### PASSAGE

=-=-=

Remarks delivered at 45th anniversary of Charleston Hospital Workers Strike observance

By David Ball
March 20, 2014

We live in a strange world. Corporations have the right to unlimited free speech but you don't have a right to health care. Health care is a privilege reserved for those who can afford it and increasingly, Americans can't.

The only way to get coordinated quality care, access for everyone, and real cost containment is Medicare for All. The insurance and pharmaceutical lobbies have made sure this won't happen any time soon. What we can do in our country, and must do in our state, is expand Medicaid for the most vulnerable of our neighbors.

Under the Affordable Care Act, Obamacare, the federal government is prepared to return 100% of the cost to expand the program. These are our tax dollars that should be spent at Roper St Francis, Trident, MUSC, and other local providers for the poor. Instead, we paid our federal taxes and Governor Haley says she doesn't want it back.

=-=-=

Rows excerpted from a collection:
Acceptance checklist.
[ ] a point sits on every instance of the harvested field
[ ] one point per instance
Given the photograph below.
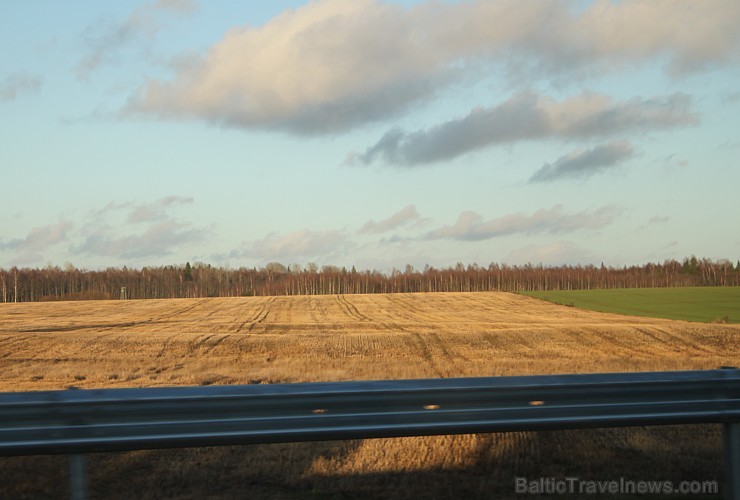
(321, 338)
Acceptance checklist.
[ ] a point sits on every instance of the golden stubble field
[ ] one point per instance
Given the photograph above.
(46, 346)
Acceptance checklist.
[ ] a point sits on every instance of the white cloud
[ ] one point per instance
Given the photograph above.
(39, 238)
(137, 230)
(471, 226)
(408, 215)
(553, 254)
(333, 64)
(582, 164)
(156, 210)
(157, 240)
(529, 116)
(106, 39)
(326, 246)
(16, 84)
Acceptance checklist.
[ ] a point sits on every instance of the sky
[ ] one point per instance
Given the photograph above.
(368, 133)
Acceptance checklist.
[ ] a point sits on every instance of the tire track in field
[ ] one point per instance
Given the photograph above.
(426, 354)
(675, 339)
(262, 315)
(10, 342)
(204, 346)
(350, 309)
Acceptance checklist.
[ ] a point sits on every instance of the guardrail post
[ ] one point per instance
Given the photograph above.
(78, 477)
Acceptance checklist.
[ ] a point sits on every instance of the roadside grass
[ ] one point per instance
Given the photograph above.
(700, 304)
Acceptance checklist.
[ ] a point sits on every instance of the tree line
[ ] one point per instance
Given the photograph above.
(203, 280)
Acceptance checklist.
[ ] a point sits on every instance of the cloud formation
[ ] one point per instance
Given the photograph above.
(332, 65)
(39, 238)
(304, 244)
(138, 230)
(16, 84)
(105, 40)
(156, 210)
(529, 116)
(471, 226)
(553, 254)
(582, 164)
(408, 215)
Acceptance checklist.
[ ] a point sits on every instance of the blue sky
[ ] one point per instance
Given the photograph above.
(368, 133)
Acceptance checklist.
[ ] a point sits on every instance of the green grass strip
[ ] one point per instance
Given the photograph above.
(703, 304)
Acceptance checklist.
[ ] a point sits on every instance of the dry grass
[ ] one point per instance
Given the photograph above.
(319, 338)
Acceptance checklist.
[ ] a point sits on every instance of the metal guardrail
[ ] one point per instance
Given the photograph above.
(83, 421)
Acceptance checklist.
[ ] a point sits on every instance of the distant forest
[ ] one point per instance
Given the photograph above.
(203, 280)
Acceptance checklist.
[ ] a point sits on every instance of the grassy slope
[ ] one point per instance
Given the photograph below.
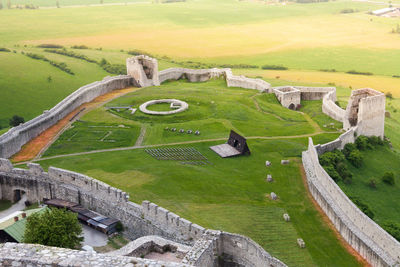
(383, 200)
(228, 195)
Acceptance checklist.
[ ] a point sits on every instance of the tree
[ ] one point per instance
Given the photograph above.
(54, 227)
(16, 120)
(388, 178)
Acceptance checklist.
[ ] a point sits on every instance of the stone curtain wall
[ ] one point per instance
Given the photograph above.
(29, 255)
(338, 143)
(363, 234)
(12, 141)
(203, 75)
(330, 108)
(139, 220)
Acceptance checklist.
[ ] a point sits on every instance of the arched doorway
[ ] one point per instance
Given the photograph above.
(18, 193)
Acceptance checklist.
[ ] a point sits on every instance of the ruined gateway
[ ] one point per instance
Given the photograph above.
(152, 227)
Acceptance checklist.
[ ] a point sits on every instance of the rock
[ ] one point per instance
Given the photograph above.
(286, 217)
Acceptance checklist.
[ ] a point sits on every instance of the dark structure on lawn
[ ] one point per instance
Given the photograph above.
(236, 146)
(88, 217)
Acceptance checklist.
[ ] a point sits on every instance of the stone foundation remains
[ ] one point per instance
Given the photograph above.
(364, 115)
(199, 246)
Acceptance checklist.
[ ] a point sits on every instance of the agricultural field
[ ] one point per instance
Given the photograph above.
(314, 44)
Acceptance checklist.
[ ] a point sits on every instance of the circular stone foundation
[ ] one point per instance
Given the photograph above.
(183, 106)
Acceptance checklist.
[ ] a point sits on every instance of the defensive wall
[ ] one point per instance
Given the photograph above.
(207, 247)
(12, 141)
(366, 107)
(372, 242)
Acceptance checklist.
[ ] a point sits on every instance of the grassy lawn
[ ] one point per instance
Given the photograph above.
(229, 194)
(5, 204)
(382, 200)
(85, 136)
(211, 111)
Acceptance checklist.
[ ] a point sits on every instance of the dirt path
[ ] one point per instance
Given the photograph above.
(38, 145)
(139, 141)
(312, 122)
(328, 222)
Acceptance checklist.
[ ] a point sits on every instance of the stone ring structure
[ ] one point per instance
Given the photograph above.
(182, 106)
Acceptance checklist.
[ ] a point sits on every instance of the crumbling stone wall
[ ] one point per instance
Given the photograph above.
(207, 74)
(12, 141)
(144, 70)
(366, 109)
(363, 234)
(330, 108)
(288, 96)
(147, 219)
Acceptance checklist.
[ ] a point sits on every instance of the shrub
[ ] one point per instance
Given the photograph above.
(355, 158)
(375, 141)
(392, 228)
(54, 227)
(16, 120)
(362, 143)
(388, 178)
(359, 72)
(363, 207)
(119, 227)
(372, 183)
(348, 148)
(332, 173)
(344, 172)
(331, 158)
(274, 67)
(50, 46)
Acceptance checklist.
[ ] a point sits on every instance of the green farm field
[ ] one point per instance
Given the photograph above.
(228, 194)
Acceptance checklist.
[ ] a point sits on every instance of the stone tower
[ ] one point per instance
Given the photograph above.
(143, 69)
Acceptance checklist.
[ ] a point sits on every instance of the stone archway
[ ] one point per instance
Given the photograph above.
(17, 195)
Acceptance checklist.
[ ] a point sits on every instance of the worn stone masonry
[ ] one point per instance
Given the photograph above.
(12, 141)
(366, 110)
(372, 242)
(202, 247)
(144, 70)
(364, 115)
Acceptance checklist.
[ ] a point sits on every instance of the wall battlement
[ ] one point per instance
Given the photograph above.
(138, 220)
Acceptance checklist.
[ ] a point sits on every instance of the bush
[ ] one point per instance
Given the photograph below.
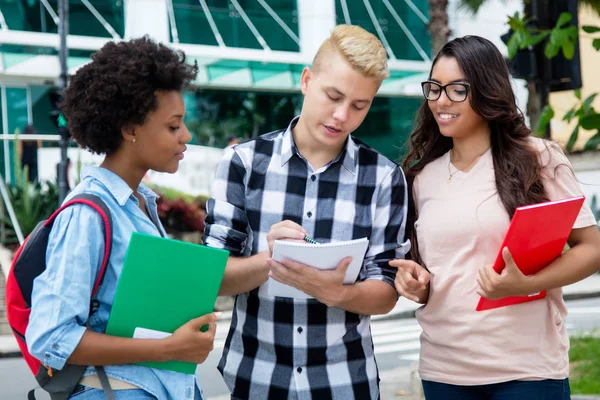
(182, 215)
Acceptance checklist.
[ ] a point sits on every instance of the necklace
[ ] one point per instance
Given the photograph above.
(451, 174)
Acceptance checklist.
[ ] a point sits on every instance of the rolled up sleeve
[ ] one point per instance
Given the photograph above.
(60, 301)
(226, 224)
(387, 240)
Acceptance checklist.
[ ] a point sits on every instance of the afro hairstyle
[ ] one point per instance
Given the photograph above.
(117, 89)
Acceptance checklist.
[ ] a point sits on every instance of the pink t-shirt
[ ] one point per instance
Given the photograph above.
(460, 228)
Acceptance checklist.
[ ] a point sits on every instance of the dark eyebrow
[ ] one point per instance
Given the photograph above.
(461, 80)
(343, 95)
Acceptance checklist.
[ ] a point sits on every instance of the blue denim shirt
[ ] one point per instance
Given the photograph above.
(61, 294)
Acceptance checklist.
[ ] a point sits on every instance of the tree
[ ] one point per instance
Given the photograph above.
(438, 24)
(561, 38)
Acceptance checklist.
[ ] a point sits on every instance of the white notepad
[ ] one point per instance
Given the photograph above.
(322, 256)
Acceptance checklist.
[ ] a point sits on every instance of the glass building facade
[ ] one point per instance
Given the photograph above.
(242, 96)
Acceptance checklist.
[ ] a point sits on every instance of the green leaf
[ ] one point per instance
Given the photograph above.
(572, 32)
(551, 50)
(587, 103)
(545, 117)
(590, 28)
(568, 50)
(569, 115)
(573, 138)
(536, 39)
(558, 36)
(563, 19)
(590, 122)
(513, 46)
(593, 142)
(523, 38)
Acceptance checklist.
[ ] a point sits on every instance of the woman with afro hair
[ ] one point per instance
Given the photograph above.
(126, 104)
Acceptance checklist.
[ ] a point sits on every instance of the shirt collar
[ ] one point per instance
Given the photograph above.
(117, 187)
(288, 148)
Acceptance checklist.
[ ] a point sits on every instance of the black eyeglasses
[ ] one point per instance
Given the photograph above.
(456, 92)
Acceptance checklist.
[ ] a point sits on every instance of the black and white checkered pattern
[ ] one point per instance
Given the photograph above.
(280, 348)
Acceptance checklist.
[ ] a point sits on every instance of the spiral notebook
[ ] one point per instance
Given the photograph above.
(325, 256)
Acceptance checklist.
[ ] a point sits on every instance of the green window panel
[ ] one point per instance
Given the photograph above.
(16, 118)
(397, 39)
(193, 24)
(31, 15)
(388, 125)
(41, 108)
(14, 13)
(16, 109)
(213, 115)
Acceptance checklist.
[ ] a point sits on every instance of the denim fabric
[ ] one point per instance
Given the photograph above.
(61, 294)
(548, 389)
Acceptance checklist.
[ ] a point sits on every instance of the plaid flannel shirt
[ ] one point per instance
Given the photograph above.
(283, 348)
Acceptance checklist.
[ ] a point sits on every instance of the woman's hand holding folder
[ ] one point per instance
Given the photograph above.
(191, 343)
(412, 280)
(510, 282)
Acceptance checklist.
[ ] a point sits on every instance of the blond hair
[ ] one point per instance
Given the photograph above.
(361, 49)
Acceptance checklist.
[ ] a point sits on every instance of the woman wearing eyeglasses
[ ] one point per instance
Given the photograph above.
(473, 161)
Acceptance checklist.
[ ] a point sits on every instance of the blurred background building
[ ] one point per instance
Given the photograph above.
(250, 52)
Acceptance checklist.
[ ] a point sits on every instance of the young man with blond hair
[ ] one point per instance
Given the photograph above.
(314, 179)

=-=-=

### WORK ITEM A
Rename "Medicare for All" as "single-payer health care" in the health care speech, starting at the words "Remarks delivered at" and stopping after "of our neighbors.", and write out that stretch.
### WORK ITEM B
Please write the next part of the health care speech, picking up after its final sentence.
You will not need the rows.

### OUTPUT A
Remarks delivered at 45th anniversary of Charleston Hospital Workers Strike observance

By David Ball
March 20, 2014

We live in a strange world. Corporations have the right to unlimited free speech but you don't have a right to health care. Health care is a privilege reserved for those who can afford it and increasingly, Americans can't.

The only way to get coordinated quality care, access for everyone, and real cost containment is single-payer health care. The insurance and pharmaceutical lobbies have made sure this won't happen any time soon. What we can do in our country, and must do in our state, is expand Medicaid for the most vulnerable of our neighbors.

### OUTPUT B
300,000 South Carolinians need the help and between 1,000 and 1,300 will die in the coming year without it. This is about scoring political points and not economics. Our hospitals, through the South Carolina Hospital Association, have offered to cover the 10% the state will eventually need to pay to expand Medicaid.

Every one of you falls into one of two groups. Come see me after this event if you are poor and fighting to expand Medicaid means getting basic health services for you and your family. If you are like me you don't need Medicaid then join for a different reason.

I rise to object to our government's abandonment of the poor because I have already paid for this care as federal income tax and only need to ask for my money back. I rise to object because hospitals treat those without insurance either go out of business or pass the expense on to me. I rise to object because my God doesn't wish me to stand by while my neighbors suffer and die when there is something I can do about it.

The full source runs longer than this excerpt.